● EXCERPTED PASSAGE:
::::
When it comes to MRSA, some perspective is in order

Life is full of risk — some large, some small, some imaginary. Often the scariest risks are the smallest, and the largest risks go ignored.

Shark attack heads the list of what people most fear will hurt them. However, a person has one chance in 11.5 million of being attacked by a shark, according to the International Shark Attack File. In 2000, just 79 shark attacks occurred and only 10 of those were fatal. In the same year, falling coconuts killed 150 people. How many people fear coconuts?

What about the risks posed by bacteria and viruses?

All right, you say. Bacteria and viruses are not the same as sharks and coconuts. I agree. These microbes are everywhere. Our bodies confront them every day. Mostly, our bodies win, and we never even know that we have been exposed. Sometimes, the microbes win, and we need medical help to avoid serious illness. However, the risk of serious illness or death due to infection is often much less than we perceive. We cannot ignore the potential harm that infections can cause, but we must be circumspect about that harm.

Given the recent anxiety about methicillin-resistant staphylococcus aureus, or MRSA, I think it is wise to review the top health risks in our country. The Journal of the American Medical Association in 2000 reported the leading causes of human deaths are:

— Tobacco (435,000 deaths, 18.1 percent of total U.S. deaths)

— Poor diet and physical inactivity (400,000 deaths, 16.6 percent)

— Alcohol consumption (85,000 deaths, 3.5 percent)

— Microbial agents — bacteria, viruses, etc. (75,000)

— Toxic agents (55,000)

— Motor vehicle crashes (43,000)

— Incidents involving firearms (29,000)

— Sexual behaviors (20,000)

— Illicit use of drugs (17,000)

Plainly speaking, the public health network needs to address a great many causes of death, including microbial agents. However, public health does not have enough money or staff on board to do all the work that needs doing. Consequently, public health puts its too-few dollars and its maximum energy into interventions that do the most good for entire populations:

— Immunizations

— Safe water, safe food

— Community wellness and fitness

— Emergency preparedness

— Communicable disease investigation

Yes, there is MRSA in Snohomish County. Is it preventable? Yes. Keep clean with lots of soap and water, do not share personal items like towels, cover wounds, and disinfect surfaces that touch skin, such as gym equipment. Is it treatable? Yes. Your doctor can do a test to find the right antibiotic to knock it out.

Perspective: Do we have polio in Snohomish County? Not anymore! It once was high on the list of diseases that killed children — but immunizations have just about wiped it out in North America. Keep your shots current, including getting a flu shot every year.

Perspective: Do people in our county die from tobacco-related and obesity-related illnesses? Yes! I beg you to stop smoking, start moving, and to eat nutritious foods.

Please be vigilant and proactive about your health and the health of our community — and when it comes to risks, keep a healthy perspective.

Dr. Gary Goldbaum is health officer for the Snohomish Health District.
::::
● SUPPLIED RECORDS:
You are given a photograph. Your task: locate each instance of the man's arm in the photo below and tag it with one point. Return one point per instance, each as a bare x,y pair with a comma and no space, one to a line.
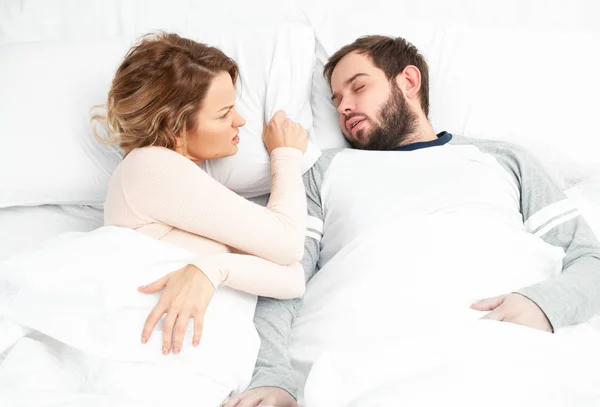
574,295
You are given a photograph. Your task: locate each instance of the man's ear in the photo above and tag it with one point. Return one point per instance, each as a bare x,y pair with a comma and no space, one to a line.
409,81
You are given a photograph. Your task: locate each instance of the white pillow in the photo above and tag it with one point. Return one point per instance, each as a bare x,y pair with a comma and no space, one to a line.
47,89
586,196
24,227
492,75
90,303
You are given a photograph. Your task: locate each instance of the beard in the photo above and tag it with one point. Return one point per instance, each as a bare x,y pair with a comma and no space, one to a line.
397,123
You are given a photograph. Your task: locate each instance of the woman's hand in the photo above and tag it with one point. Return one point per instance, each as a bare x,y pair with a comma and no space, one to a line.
284,132
186,295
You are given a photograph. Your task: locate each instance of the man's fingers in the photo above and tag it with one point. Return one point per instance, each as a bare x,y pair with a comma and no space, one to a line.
180,328
151,321
495,315
155,286
488,304
168,325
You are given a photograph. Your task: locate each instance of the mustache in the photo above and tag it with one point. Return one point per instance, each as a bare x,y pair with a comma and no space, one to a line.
352,115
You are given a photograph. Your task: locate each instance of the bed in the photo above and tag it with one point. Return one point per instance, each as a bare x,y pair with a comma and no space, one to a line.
517,71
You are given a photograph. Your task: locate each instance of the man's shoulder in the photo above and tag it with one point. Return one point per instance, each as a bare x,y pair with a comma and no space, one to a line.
327,156
502,150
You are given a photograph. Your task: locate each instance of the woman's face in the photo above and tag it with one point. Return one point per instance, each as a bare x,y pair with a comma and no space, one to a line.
218,122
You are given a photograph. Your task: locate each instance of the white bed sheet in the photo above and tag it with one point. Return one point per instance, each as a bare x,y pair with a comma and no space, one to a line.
23,227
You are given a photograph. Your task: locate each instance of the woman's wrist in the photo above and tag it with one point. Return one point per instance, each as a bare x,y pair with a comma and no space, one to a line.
211,274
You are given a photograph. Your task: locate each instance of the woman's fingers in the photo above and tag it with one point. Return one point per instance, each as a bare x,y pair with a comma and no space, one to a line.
156,286
152,319
198,325
180,328
168,325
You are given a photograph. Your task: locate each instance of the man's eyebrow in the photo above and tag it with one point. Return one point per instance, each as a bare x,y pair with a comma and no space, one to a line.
348,82
225,108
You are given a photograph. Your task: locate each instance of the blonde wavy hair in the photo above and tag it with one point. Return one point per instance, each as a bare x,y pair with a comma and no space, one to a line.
157,91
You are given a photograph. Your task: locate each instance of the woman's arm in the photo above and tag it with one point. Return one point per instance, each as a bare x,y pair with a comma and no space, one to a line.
253,275
160,185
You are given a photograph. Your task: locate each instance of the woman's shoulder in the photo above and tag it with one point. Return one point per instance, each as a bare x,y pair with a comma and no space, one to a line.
158,163
151,153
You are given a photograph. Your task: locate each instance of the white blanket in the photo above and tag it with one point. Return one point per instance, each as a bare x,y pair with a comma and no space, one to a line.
71,320
387,322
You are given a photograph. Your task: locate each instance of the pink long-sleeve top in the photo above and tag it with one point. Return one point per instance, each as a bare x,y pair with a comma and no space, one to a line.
240,244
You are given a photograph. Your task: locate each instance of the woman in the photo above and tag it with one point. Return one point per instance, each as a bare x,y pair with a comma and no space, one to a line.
171,106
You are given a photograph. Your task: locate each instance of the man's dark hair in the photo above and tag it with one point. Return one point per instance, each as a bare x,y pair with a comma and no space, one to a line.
389,54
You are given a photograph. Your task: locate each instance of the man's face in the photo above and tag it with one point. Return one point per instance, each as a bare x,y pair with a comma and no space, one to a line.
373,112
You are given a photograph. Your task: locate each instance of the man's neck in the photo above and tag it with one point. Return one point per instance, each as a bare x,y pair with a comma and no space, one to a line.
423,133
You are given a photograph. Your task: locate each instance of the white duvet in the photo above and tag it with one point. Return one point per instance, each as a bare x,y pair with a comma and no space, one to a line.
71,319
386,322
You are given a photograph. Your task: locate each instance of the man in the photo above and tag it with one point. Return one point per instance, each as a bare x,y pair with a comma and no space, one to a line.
380,87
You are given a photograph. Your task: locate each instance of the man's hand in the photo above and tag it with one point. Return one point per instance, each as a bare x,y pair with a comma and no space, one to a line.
262,397
514,308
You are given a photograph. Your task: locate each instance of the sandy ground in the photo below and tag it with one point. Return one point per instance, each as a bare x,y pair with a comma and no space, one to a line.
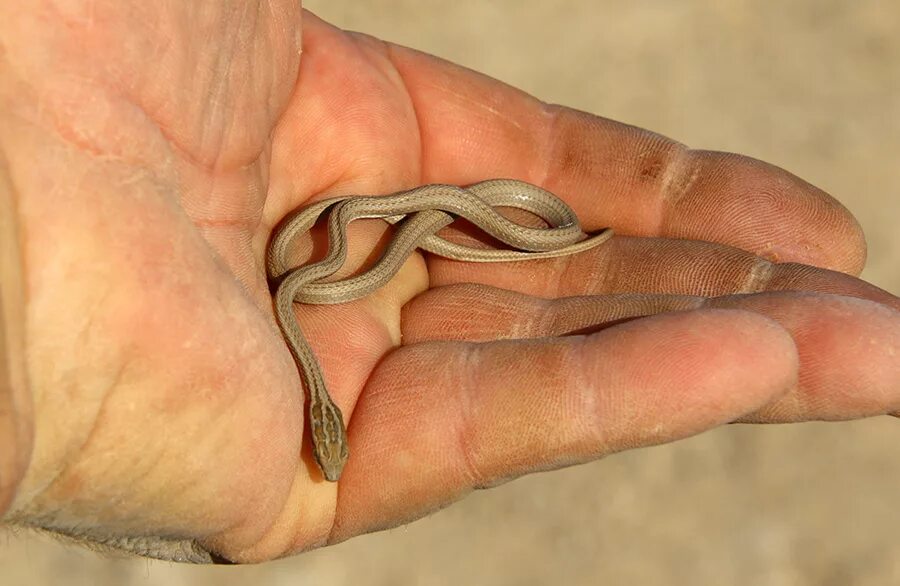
814,87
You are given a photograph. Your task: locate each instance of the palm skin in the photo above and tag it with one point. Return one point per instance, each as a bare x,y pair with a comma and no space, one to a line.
152,151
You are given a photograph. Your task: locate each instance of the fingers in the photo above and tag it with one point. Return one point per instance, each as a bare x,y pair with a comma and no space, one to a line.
473,127
656,266
847,347
442,418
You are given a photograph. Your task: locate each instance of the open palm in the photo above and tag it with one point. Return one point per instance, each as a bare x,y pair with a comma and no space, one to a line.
152,151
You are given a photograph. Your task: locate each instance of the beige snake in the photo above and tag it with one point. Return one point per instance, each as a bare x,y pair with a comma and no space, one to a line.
420,213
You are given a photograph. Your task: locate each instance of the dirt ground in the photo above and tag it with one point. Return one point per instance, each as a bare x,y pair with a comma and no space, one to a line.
810,85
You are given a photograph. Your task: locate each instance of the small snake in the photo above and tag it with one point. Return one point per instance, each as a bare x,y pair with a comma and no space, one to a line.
419,214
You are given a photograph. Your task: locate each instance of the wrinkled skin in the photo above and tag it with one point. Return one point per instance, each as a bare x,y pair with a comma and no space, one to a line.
150,151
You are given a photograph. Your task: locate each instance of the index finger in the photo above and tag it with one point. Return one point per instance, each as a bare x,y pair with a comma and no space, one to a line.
640,183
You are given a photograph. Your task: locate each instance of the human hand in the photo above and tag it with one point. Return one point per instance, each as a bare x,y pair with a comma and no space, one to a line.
149,170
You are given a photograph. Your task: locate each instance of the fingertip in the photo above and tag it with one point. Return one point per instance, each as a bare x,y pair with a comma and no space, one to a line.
690,371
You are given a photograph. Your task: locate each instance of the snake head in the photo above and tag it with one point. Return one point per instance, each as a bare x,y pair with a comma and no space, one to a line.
329,440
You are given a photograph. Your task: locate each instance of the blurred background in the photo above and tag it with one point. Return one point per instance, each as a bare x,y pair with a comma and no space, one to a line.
810,85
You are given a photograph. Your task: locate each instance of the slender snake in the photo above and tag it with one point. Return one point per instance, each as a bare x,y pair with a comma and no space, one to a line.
419,213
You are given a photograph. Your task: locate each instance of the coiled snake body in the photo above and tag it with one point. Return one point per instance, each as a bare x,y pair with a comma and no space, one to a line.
419,214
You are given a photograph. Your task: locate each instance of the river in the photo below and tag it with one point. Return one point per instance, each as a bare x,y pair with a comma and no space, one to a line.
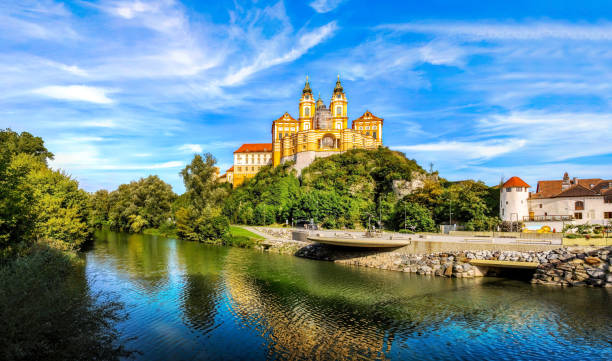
189,301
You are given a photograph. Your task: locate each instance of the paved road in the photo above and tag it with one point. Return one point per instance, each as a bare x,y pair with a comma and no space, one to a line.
421,237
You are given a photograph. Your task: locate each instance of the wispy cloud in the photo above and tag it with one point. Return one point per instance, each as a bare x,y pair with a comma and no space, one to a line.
509,31
325,6
75,93
191,148
548,135
467,151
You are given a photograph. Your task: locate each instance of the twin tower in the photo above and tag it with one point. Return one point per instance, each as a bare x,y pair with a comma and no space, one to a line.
317,116
320,131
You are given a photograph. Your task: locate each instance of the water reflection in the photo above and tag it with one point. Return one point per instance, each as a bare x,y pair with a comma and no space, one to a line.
190,301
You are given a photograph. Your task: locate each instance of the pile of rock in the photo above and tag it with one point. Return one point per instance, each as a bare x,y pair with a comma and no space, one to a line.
282,233
576,267
562,267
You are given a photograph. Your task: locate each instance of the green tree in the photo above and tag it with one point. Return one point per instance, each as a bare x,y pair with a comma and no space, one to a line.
61,206
200,218
99,204
26,143
201,186
17,213
412,216
146,202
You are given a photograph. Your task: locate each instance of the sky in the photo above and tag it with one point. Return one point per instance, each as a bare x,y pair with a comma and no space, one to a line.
479,90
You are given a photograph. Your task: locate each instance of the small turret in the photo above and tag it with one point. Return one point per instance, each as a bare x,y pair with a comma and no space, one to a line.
307,89
320,101
307,107
338,88
339,106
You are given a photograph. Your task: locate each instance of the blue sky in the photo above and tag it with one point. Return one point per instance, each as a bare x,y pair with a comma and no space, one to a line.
481,89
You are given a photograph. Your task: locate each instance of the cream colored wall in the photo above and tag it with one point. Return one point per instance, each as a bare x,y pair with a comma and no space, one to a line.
514,205
594,208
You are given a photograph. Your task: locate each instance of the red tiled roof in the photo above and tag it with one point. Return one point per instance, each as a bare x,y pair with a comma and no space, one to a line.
515,182
577,190
286,118
254,147
554,188
367,117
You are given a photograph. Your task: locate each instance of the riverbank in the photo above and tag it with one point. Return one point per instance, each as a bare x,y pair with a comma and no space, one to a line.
558,266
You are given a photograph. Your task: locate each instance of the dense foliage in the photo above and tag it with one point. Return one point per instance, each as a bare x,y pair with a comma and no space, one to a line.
355,189
269,197
145,203
199,218
46,309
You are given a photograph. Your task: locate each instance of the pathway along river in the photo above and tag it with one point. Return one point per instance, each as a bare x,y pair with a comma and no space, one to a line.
191,301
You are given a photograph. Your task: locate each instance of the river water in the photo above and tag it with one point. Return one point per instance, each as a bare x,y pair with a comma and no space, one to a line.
191,301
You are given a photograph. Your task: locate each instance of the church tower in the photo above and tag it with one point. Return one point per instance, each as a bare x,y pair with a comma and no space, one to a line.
307,107
339,107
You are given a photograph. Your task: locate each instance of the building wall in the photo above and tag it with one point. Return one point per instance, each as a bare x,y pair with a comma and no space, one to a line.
593,213
514,206
310,141
247,164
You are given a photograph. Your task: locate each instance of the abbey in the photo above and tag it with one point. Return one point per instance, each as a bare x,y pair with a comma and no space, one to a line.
318,131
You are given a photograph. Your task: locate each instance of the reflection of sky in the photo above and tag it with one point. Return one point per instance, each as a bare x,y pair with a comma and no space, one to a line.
213,302
121,89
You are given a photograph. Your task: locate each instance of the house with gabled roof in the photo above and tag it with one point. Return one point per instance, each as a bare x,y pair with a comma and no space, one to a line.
556,202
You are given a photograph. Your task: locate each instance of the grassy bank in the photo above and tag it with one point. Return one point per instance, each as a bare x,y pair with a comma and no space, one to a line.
597,242
162,231
240,237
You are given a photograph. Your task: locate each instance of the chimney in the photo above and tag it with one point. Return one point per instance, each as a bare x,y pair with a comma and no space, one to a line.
566,182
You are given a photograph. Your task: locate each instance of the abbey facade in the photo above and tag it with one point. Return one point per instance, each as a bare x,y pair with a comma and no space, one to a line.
319,131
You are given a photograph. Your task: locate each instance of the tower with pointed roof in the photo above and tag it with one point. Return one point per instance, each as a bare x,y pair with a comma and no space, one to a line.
513,200
307,107
339,106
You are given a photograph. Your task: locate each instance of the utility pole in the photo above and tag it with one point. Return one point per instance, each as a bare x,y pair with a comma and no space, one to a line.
405,225
450,210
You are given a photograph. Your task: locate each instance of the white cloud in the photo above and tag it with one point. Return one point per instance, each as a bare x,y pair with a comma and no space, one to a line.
76,93
553,136
510,31
441,53
272,55
324,6
479,150
192,148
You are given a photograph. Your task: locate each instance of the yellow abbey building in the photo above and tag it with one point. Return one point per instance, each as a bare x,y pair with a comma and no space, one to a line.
318,132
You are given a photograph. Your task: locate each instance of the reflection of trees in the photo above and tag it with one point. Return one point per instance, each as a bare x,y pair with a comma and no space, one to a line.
143,257
202,267
317,310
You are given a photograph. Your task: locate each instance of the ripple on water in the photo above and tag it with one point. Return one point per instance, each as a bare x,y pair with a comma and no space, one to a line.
189,301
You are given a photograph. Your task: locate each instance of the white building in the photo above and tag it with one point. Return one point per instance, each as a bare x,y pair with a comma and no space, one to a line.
514,198
557,202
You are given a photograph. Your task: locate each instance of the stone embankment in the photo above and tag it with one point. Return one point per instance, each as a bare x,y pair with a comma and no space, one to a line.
562,267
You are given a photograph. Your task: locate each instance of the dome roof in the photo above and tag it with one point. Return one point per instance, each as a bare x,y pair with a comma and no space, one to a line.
515,182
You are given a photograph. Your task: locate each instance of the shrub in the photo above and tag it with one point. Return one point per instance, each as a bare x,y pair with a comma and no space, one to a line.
48,313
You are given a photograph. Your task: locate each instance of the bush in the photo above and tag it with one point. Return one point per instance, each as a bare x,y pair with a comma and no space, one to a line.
201,227
48,313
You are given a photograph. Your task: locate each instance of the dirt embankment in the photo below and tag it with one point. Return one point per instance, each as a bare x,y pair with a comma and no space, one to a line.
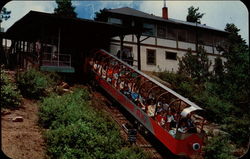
22,139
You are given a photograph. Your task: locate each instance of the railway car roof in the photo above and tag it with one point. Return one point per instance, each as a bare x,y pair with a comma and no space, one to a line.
192,107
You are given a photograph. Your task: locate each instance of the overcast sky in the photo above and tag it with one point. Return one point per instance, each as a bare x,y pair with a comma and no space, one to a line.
217,13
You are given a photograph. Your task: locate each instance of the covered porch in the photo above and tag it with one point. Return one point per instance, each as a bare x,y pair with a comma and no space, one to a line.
60,44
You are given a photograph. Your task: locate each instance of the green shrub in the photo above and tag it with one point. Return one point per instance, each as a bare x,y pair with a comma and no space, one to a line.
218,147
34,84
82,139
79,131
63,110
131,153
10,96
239,128
217,109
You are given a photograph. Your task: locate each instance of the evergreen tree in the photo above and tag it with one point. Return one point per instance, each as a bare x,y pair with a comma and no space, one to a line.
218,70
196,65
101,15
65,8
193,15
5,14
235,84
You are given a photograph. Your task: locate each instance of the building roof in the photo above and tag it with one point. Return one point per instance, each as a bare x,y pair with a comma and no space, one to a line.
35,23
136,13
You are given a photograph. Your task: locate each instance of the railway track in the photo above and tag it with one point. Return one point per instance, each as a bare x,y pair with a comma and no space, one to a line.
118,116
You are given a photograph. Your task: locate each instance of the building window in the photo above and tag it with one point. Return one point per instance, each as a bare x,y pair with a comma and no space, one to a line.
171,33
182,35
115,20
150,29
171,55
161,31
151,57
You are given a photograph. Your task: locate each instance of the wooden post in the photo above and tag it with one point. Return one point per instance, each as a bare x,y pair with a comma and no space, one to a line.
58,45
138,36
121,47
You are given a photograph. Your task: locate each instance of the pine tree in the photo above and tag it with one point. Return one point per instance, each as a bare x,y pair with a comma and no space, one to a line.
65,8
101,15
193,15
195,65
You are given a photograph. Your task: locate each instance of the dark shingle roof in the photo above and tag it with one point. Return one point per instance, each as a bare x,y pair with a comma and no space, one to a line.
136,13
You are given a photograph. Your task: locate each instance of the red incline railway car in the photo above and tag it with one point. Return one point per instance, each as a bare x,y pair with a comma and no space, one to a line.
170,117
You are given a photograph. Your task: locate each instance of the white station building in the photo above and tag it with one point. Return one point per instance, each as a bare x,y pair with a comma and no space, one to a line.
165,40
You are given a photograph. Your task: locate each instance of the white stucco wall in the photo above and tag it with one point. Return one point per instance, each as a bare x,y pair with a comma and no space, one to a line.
185,45
163,45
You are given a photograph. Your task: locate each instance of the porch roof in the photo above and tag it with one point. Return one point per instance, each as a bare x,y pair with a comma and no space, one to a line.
35,24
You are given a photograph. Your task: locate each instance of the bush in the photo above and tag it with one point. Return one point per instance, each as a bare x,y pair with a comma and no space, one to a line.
131,153
239,128
217,109
34,84
218,147
63,110
77,130
10,96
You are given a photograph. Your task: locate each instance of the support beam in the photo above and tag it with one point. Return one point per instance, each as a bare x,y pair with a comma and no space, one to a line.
138,36
121,48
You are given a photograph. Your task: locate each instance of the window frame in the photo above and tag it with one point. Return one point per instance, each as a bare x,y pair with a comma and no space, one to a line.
170,52
147,60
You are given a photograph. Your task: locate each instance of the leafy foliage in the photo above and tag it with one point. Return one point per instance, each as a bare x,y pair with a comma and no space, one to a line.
238,127
10,96
218,147
193,15
5,14
196,65
76,130
65,9
34,84
101,15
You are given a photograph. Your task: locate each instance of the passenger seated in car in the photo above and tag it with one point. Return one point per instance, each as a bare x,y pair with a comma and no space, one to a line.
182,128
109,74
151,108
190,125
161,118
170,120
104,72
125,90
159,108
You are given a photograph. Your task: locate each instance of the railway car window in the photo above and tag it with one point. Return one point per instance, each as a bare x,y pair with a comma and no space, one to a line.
151,57
171,55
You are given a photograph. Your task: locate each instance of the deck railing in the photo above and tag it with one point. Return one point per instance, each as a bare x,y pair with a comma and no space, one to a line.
49,59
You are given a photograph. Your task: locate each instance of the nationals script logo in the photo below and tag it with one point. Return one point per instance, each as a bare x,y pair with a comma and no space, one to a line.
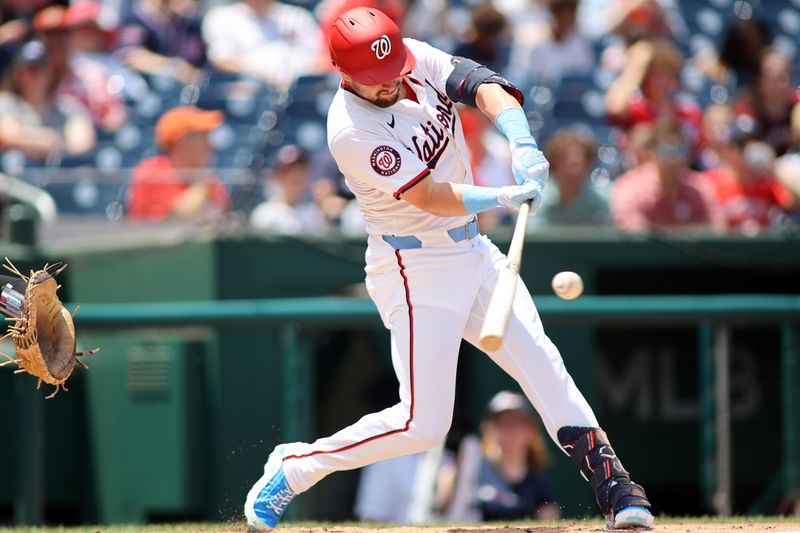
::::
● EXERCISE INSTRUCTIONS:
a) According to the MRSA article, how many people were killed by falling coconuts in 2000?
b) Say whether each statement agrees with the MRSA article, answering yes or no and quoting the words that decide it: (i) The article says MRSA is treatable. (ii) Alcohol consumption caused more deaths than motor vehicle crashes. (iii) Polio is still present in Snohomish County.

● RESPONSES PER TASK:
a) 150 people

b)
(i) Yes: "Is it treatable? Yes."
(ii) Yes: "Alcohol consumption (85,000 deaths, 3.5 percent)" and "Motor vehicle crashes (43,000)"
(iii) No: "Do we have polio in Snohomish County? Not anymore!"